-------- Data provided

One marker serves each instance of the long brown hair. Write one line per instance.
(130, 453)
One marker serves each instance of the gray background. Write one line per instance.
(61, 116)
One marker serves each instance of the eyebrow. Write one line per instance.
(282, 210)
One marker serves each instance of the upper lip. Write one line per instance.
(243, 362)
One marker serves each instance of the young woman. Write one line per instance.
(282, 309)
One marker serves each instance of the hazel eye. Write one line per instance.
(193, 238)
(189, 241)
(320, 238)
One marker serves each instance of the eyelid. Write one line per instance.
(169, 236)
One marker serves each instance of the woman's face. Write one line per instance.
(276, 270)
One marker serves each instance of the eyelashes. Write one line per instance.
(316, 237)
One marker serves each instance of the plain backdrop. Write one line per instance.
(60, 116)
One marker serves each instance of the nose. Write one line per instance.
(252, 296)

----------------

▶ [Exercise]: Retype nothing except the lines from the line holding "One marker serves each instance of the upper" through the last line of the entries, both included.

▶ [Written answer]:
One marker serves each instance of the upper lip. Write one line per instance.
(243, 362)
One marker serves each instance of the young woman. Write one line per instance.
(282, 309)
One marker serves each instance of the hazel eye. Write one line per instance.
(193, 238)
(189, 241)
(320, 238)
One marker serves each instance of the eyelid. Write one line per instance.
(169, 236)
One marker serves each instance of the woman's face. Write one line per instance.
(276, 270)
One marker serves each instance of the eyelashes. Write one line per instance.
(316, 237)
One marker serves each instance of the plain backdrop. Write one line per instance.
(60, 116)
One marker serves each instance of the nose. Write one line per instance.
(252, 296)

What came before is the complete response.